Dataset excerpts
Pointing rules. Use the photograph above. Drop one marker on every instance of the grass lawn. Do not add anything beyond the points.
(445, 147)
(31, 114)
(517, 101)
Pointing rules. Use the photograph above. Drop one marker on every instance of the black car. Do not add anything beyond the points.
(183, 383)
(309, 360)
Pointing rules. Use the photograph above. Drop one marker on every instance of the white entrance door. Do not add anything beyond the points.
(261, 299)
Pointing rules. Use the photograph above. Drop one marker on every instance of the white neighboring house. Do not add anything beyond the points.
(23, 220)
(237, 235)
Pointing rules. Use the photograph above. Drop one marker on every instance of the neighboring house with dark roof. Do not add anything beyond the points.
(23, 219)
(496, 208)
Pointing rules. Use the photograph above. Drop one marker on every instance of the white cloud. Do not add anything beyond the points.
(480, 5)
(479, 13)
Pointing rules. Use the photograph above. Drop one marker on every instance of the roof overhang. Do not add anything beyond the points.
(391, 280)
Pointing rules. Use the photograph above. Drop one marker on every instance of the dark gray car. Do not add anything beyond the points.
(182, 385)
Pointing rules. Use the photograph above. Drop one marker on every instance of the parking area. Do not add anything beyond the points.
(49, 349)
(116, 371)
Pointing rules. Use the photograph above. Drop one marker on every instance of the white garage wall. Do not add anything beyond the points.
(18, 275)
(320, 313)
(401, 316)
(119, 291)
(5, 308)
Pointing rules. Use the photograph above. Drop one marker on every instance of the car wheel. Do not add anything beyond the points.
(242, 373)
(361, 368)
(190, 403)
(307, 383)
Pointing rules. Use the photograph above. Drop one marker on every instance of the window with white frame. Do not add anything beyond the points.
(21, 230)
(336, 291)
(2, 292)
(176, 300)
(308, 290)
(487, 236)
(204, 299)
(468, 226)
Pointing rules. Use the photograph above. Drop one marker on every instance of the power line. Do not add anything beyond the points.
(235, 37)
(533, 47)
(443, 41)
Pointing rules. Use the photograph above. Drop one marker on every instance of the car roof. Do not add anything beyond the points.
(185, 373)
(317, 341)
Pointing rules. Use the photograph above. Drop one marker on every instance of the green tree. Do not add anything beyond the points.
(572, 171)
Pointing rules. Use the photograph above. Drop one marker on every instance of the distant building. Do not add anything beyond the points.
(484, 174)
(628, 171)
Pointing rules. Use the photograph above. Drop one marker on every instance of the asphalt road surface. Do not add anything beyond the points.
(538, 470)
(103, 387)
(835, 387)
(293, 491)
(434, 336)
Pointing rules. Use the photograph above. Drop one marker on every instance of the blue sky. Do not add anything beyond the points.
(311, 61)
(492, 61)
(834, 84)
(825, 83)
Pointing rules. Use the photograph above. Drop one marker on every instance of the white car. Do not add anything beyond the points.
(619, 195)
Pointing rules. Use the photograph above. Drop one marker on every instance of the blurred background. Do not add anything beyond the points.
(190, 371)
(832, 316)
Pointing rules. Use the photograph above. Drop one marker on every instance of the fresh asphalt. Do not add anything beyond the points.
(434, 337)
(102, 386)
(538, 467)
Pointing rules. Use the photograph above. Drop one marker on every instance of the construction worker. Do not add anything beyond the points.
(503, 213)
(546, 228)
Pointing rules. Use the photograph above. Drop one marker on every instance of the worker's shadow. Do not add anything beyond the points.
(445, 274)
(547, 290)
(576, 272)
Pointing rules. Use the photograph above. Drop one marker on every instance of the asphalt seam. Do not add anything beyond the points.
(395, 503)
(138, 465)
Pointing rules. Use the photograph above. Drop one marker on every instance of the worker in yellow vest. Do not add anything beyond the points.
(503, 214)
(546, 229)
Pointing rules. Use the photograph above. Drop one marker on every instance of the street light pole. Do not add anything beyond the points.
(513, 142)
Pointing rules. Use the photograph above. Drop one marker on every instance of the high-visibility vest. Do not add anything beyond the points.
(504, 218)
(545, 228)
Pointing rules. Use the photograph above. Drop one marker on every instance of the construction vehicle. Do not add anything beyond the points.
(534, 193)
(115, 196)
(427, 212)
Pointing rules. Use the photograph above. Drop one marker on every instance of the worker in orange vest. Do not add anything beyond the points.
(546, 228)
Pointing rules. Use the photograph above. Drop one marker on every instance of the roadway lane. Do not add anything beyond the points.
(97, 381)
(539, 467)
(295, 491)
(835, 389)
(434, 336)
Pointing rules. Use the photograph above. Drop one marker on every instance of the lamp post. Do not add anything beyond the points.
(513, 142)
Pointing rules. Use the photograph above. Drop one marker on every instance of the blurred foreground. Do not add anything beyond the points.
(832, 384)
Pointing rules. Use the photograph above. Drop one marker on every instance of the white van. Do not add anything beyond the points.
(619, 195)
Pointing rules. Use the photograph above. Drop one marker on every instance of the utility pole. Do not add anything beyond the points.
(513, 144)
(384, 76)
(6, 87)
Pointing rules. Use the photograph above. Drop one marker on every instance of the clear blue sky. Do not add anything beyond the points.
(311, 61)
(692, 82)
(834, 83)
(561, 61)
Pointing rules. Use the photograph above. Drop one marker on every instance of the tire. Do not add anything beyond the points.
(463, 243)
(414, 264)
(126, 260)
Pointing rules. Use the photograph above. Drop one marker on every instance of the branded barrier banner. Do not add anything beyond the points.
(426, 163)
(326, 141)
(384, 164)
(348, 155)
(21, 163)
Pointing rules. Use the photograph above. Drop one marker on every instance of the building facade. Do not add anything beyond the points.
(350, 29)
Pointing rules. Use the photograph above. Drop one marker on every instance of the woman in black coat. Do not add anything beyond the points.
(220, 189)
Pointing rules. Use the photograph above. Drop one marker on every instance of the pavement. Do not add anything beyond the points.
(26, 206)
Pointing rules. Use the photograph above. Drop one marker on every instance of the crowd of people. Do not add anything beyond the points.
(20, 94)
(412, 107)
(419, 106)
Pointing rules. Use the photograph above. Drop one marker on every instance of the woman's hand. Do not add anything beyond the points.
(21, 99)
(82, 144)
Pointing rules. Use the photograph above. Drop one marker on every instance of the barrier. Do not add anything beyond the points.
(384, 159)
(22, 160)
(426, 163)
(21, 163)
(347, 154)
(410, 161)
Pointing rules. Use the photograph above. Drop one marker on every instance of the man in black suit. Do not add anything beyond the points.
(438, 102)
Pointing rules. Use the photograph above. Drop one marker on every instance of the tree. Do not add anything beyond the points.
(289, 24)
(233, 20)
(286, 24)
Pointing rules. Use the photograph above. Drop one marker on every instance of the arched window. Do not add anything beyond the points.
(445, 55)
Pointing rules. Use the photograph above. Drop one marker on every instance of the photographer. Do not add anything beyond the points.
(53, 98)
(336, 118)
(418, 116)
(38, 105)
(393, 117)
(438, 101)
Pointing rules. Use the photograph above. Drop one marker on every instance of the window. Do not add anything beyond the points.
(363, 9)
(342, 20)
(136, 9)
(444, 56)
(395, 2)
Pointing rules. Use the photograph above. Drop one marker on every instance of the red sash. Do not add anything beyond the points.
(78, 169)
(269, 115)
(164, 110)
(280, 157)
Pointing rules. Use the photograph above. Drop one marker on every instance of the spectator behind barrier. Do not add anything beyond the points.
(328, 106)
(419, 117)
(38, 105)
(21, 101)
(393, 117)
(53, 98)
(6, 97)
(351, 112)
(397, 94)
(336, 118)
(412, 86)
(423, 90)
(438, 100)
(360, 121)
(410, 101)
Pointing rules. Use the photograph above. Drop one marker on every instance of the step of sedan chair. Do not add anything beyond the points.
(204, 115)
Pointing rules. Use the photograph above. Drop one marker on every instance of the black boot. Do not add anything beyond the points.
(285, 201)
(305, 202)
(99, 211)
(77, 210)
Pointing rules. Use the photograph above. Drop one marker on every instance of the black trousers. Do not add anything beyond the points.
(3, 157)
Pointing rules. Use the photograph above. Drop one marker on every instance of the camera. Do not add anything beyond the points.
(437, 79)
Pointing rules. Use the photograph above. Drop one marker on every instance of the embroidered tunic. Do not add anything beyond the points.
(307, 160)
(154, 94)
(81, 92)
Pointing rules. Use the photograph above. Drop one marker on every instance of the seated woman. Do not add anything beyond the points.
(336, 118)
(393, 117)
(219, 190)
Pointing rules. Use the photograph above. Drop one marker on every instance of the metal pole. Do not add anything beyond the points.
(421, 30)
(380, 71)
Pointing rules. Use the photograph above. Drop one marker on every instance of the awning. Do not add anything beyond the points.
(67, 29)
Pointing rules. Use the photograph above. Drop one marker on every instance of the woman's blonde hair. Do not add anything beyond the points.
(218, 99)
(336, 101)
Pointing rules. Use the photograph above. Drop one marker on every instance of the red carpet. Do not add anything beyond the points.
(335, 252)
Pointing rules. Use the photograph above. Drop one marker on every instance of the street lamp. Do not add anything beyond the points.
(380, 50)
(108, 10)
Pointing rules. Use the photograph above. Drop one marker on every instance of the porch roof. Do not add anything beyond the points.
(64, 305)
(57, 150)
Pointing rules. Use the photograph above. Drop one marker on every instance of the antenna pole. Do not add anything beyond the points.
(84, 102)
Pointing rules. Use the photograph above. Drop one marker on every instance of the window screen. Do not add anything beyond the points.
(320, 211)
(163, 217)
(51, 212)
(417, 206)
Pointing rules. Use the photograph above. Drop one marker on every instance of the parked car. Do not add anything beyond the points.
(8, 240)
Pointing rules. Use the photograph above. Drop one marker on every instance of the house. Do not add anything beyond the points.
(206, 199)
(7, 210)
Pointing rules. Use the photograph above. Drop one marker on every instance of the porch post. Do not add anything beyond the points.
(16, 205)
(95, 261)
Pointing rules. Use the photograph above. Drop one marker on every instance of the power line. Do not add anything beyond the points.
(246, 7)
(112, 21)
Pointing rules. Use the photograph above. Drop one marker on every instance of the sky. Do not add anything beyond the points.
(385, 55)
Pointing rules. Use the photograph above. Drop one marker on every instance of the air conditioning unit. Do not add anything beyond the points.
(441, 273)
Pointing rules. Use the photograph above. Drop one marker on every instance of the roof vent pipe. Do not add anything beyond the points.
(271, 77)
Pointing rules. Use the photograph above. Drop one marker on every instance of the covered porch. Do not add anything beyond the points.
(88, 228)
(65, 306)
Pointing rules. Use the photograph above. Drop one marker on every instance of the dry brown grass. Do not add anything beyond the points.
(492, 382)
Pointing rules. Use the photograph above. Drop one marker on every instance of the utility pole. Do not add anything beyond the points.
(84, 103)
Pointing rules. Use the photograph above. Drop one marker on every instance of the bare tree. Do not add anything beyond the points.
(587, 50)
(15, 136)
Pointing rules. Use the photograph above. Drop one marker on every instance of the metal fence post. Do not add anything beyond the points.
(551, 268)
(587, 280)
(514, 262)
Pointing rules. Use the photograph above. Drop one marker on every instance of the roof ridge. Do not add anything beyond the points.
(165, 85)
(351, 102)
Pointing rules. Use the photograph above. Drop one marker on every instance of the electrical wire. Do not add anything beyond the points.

## [What to work on]
Starting with the line that contains "the metal fence", copy each line through the end of the data exactly, and leave out all earlier lines.

## [Output of the task]
Pointing rules. Use the photograph above. Drop one marker on every instance of the metal fence post. Do not add anything beyond the points.
(551, 268)
(587, 280)
(514, 262)
Pointing rules. Use the photograph above. Drop one marker on every instance of the roof ridge. Do not add anything beyond the points.
(165, 85)
(351, 102)
Pointing rules. Use the photograph above. Drop one marker on every instance of the electrical wire. Do not add anything beyond the points.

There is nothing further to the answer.